──────── DATASET RECORDS ────────
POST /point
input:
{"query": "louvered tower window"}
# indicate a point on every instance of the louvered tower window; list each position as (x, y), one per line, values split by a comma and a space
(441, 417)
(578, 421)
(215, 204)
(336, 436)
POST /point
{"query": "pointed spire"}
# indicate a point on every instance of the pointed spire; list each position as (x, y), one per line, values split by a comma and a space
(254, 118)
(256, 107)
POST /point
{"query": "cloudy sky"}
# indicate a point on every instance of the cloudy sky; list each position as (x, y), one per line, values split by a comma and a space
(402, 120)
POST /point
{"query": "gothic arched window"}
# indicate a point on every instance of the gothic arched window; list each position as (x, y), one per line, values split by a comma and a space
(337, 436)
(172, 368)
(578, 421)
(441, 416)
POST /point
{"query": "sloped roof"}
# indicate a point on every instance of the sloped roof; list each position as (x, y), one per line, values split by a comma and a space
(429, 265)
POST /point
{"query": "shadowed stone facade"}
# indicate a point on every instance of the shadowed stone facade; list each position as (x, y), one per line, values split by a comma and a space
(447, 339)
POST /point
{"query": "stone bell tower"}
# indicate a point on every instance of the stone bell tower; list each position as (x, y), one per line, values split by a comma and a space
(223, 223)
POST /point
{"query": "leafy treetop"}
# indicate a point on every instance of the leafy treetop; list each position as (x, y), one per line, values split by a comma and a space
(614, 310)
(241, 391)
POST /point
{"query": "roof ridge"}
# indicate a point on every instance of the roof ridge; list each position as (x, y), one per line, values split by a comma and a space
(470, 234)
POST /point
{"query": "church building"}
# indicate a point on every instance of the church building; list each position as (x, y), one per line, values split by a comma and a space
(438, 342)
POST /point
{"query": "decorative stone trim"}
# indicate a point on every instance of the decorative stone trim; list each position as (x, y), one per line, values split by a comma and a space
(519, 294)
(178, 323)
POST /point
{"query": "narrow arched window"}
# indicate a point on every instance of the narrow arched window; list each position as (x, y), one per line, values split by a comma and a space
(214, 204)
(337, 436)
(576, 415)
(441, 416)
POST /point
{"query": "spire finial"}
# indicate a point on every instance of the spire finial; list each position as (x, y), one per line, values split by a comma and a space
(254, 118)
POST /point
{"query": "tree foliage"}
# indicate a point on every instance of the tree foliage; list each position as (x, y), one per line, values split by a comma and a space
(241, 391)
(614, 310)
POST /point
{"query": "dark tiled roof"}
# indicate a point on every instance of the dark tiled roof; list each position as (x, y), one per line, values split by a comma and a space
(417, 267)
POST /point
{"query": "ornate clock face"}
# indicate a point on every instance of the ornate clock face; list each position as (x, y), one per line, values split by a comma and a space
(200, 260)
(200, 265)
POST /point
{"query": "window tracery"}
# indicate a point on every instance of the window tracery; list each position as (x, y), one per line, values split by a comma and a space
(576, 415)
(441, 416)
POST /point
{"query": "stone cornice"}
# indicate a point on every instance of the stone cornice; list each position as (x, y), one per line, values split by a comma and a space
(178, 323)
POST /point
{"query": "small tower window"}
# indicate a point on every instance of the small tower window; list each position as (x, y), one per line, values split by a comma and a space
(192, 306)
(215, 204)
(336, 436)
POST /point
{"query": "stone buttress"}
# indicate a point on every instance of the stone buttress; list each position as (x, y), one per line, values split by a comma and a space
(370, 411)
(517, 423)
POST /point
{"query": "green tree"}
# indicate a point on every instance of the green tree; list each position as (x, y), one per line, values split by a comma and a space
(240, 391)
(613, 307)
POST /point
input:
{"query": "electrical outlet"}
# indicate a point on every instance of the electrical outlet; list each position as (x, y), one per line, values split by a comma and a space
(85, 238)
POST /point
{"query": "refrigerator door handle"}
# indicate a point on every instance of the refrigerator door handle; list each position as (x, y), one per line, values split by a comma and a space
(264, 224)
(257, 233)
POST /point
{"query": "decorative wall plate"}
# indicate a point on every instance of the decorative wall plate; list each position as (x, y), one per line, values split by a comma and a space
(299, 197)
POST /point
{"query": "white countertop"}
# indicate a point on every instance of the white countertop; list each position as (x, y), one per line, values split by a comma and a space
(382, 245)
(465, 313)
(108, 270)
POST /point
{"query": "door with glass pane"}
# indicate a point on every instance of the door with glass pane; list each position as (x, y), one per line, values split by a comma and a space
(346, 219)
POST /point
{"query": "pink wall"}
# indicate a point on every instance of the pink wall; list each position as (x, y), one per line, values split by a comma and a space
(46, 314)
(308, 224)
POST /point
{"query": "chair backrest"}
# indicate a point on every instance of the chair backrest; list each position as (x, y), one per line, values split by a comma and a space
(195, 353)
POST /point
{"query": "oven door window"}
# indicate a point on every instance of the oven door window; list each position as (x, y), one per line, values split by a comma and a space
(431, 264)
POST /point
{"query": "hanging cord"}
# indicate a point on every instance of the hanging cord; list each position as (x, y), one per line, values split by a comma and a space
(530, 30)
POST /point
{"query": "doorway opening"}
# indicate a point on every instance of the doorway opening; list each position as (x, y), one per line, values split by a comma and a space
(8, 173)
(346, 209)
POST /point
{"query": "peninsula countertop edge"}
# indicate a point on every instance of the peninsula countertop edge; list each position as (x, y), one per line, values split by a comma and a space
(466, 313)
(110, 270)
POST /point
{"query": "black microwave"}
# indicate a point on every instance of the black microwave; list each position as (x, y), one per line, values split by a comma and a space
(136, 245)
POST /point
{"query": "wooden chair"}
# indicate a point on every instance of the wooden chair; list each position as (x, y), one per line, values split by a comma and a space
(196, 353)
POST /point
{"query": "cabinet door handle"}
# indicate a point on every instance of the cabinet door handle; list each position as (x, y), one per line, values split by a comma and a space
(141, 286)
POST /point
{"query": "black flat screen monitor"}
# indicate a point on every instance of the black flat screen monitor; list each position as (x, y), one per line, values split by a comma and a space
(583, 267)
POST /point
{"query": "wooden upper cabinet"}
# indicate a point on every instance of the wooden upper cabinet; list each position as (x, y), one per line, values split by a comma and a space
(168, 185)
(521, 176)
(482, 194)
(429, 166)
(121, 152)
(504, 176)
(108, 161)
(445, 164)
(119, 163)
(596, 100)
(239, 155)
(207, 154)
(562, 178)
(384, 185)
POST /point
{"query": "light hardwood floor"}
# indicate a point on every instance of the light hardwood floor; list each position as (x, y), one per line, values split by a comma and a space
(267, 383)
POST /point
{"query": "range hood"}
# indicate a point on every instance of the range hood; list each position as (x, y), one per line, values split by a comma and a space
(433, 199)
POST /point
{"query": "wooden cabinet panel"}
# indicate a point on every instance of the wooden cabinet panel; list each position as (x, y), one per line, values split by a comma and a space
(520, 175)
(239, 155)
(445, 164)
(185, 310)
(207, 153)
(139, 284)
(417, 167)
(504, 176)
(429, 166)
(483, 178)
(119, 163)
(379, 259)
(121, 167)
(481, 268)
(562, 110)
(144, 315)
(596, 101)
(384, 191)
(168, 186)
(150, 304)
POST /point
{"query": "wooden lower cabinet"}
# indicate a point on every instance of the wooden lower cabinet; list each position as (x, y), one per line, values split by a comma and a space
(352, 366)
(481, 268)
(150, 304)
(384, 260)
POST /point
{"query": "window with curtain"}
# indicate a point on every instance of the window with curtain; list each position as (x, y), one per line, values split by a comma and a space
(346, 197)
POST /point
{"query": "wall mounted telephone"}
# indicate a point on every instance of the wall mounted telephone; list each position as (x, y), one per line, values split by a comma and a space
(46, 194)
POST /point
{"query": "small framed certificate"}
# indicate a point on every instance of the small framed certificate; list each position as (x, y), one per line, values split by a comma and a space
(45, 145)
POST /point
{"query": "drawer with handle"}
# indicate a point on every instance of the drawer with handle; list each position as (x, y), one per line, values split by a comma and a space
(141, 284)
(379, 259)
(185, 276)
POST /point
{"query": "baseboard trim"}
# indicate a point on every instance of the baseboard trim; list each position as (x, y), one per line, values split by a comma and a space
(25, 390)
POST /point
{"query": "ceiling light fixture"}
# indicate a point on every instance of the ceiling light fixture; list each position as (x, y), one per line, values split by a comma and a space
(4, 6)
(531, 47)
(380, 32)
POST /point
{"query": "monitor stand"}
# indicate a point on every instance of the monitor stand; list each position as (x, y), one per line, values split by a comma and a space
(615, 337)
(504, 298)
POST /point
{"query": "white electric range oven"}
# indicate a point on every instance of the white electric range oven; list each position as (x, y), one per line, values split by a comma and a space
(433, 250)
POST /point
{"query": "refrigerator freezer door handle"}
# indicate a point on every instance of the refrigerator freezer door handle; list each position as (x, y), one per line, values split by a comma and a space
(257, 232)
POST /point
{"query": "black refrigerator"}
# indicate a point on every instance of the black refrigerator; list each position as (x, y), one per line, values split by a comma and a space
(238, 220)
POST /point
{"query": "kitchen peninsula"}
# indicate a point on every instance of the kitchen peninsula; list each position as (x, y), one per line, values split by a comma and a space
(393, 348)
────────
> _WRITTEN PROBLEM_
Collect every line of the rows above that contains the string "gothic". Treat case as significant.

> _RESULT_
{"query": "gothic arched window"}
# indicate a point on every instance of the gothic arched window; list each position as (x, y), one per line, values split by a comma and a space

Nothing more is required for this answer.